[Begin Records for this task]
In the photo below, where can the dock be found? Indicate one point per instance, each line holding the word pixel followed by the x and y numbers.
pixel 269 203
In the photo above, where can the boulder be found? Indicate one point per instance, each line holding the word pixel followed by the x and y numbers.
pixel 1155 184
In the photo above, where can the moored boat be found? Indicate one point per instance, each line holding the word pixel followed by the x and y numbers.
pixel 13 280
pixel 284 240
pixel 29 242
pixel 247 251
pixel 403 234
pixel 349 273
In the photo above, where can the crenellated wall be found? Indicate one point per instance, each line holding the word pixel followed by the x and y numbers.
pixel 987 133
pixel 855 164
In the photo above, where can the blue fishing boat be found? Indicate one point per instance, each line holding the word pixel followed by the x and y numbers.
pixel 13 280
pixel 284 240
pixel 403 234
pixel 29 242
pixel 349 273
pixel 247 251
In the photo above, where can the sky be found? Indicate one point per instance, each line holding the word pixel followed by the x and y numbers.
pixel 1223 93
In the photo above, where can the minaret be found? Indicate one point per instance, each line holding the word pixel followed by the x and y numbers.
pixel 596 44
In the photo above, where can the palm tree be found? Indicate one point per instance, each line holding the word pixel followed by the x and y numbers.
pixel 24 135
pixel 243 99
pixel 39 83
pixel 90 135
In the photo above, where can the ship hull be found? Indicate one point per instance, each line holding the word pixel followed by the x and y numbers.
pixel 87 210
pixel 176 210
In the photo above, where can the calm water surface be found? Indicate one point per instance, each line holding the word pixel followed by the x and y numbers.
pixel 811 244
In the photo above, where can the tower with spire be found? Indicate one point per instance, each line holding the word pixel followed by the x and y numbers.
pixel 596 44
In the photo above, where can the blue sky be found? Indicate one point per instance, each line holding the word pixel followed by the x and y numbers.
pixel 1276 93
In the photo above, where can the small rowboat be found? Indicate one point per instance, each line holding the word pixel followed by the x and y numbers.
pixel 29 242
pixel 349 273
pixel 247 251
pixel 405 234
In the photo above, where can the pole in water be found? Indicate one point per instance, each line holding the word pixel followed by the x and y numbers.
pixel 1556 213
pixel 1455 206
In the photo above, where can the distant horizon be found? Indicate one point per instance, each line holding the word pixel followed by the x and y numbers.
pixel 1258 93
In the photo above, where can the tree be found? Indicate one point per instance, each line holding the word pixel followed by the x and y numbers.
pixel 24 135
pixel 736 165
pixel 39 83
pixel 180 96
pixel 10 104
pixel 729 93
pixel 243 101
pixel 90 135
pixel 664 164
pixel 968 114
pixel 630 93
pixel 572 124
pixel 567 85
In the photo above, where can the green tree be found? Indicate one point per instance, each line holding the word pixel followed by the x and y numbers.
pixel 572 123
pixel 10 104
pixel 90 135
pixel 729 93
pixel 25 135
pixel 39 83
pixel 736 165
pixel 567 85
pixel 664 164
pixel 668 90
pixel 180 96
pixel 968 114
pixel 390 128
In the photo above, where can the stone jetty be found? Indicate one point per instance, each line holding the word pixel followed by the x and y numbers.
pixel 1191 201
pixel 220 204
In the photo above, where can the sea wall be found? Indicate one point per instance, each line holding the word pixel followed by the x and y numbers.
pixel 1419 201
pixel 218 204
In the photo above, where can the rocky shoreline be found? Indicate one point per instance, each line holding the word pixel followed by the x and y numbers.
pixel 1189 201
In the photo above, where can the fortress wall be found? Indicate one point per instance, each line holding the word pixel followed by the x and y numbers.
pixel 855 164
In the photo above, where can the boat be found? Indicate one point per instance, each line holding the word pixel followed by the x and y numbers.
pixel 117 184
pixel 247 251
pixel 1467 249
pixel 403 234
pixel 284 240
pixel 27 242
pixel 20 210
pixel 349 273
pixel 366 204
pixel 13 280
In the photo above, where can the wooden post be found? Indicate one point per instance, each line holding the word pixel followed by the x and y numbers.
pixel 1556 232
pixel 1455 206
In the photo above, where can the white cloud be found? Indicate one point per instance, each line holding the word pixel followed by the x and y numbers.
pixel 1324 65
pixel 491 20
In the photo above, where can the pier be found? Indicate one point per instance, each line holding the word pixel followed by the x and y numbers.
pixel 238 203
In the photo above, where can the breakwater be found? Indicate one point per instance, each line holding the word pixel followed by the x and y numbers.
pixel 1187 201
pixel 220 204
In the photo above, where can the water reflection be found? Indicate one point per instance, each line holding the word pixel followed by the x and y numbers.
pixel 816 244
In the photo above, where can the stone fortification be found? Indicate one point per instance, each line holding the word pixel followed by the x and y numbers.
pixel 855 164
[End Records for this task]
__Work to be completed__
Reproduce all of the data above word for word, keeping every line in its original order.

__Answer to this problem__
In the photo below, where can the dock be found? Indicate one point per instance, each line holding the word pixel followed by the x and y numbers.
pixel 269 203
In the photo above, where can the boulder be found? Indicate one point per instance, each line holding the word pixel followed by the x and y numbers.
pixel 1155 184
In the photo above, where can the moored boat be found? Indicate one point per instance, each line holding the word pixel followed by the x and y numbers.
pixel 13 280
pixel 284 240
pixel 29 242
pixel 247 251
pixel 403 234
pixel 349 273
In the photo above, where can the crenellated wall be found? Indicate one point per instance, each line holding the word pixel followed by the x and y numbers.
pixel 987 133
pixel 855 164
In the photo above, where can the blue fishing boat be found? Indicate one point per instance, each line holding the word pixel followed by the x and y numbers.
pixel 13 280
pixel 284 240
pixel 403 234
pixel 29 242
pixel 349 273
pixel 247 251
In the photo above, where can the sky be found? Indicate one point per instance, each line holding the word pixel followed by the x and y numbers.
pixel 1223 93
In the photo above, where can the minaret be found? Indicate one point per instance, each line holding the word pixel followed by the x and y numbers.
pixel 596 44
In the photo above, where can the palm tree be found? Indicate one point per instance, each line holding the word pixel followed by the x and y numbers.
pixel 24 135
pixel 243 99
pixel 39 83
pixel 90 135
In the photo above, where can the ship hull be found? Indicate one point per instance, each line holding the word pixel followed by the x and y numbers.
pixel 87 210
pixel 176 210
In the photo above, where can the calm water surface be found? Indicate one point per instance, each line holding the word pixel followed by the x and y numbers.
pixel 811 244
In the photo above, where can the tower with spire be found? Indicate one point per instance, each line holding the word pixel followed by the x and y numbers.
pixel 596 44
In the photo above, where can the blue sky be found? Indicate one point per instance, each line holding the word pixel followed by the x and y numbers.
pixel 1276 93
In the photo above, where can the small rowboat be found? Indicate one point per instance, each line holding the word pixel followed by the x and y numbers.
pixel 29 242
pixel 349 273
pixel 247 251
pixel 405 234
In the photo above, where can the pole in water be found? Indicate one point per instance, each line holding the word pixel followed by the x and y numbers.
pixel 1556 213
pixel 1455 206
In the photo above, where can the distant horizon be found? Indicate one point per instance, each line holding the word pixel followed by the x and y numbers.
pixel 1258 93
In the photo above, where can the tree be found? Indicate one point per instance, each line holding the word pixel followed by the x and y numbers.
pixel 24 135
pixel 736 165
pixel 39 83
pixel 180 96
pixel 10 104
pixel 729 93
pixel 243 101
pixel 90 135
pixel 664 164
pixel 968 114
pixel 630 93
pixel 572 124
pixel 567 85
In the photo above, where can the green tree be found? Indicate one point per instance, each line holding the word pixel followed by the x and y numbers.
pixel 572 123
pixel 10 104
pixel 90 135
pixel 729 93
pixel 25 135
pixel 39 83
pixel 736 165
pixel 567 85
pixel 664 164
pixel 668 90
pixel 180 96
pixel 968 114
pixel 390 128
In the photo above, where can the stone jetty be found? Indicate one point per instance, each line holding the word pixel followed by the x and y numbers.
pixel 1191 201
pixel 220 204
In the photo above, where can the sea wall be found? Indicate one point per instance, each line holding the word pixel followed by the x and y numbers.
pixel 1419 201
pixel 218 204
In the photo above, where can the rocky shoreline be found? Indicate one point per instance, each line holding the word pixel followed by the x and y numbers.
pixel 1189 201
In the photo above, where can the fortress wall be found? Indicate one point per instance, each line holding the word pixel followed by the x and y numbers.
pixel 855 164
In the photo above, where can the boat be found? Indicate one point per instance, each line holding the word pixel followed by the x and y numbers.
pixel 117 184
pixel 247 251
pixel 1467 249
pixel 403 234
pixel 284 240
pixel 27 242
pixel 20 210
pixel 349 273
pixel 366 204
pixel 13 280
In the photo above, where can the wooden post be found? Indicate one point per instance, each line holding the word pixel followed by the x and y numbers.
pixel 1556 232
pixel 1455 206
In the photo above, where can the white cloud be found? Indicate one point per instance, each line holding the word pixel followed by the x and y numbers.
pixel 1324 65
pixel 491 20
In the photo above, where can the pier be found? Indicate one point per instance, each line holding the word pixel followed by the x and y numbers.
pixel 238 203
In the photo above, where can the breakwater be found? Indicate one point per instance, each line holding the word pixel followed by the x and y numbers.
pixel 1187 201
pixel 220 204
In the photo above, where can the water reflection be found? Indicate one point per instance, each line holding the word pixel followed by the x and y numbers.
pixel 816 244
In the photo above, where can the stone fortification be found? Indicate one point per instance, each line holding the word pixel followed by the x and y numbers.
pixel 855 164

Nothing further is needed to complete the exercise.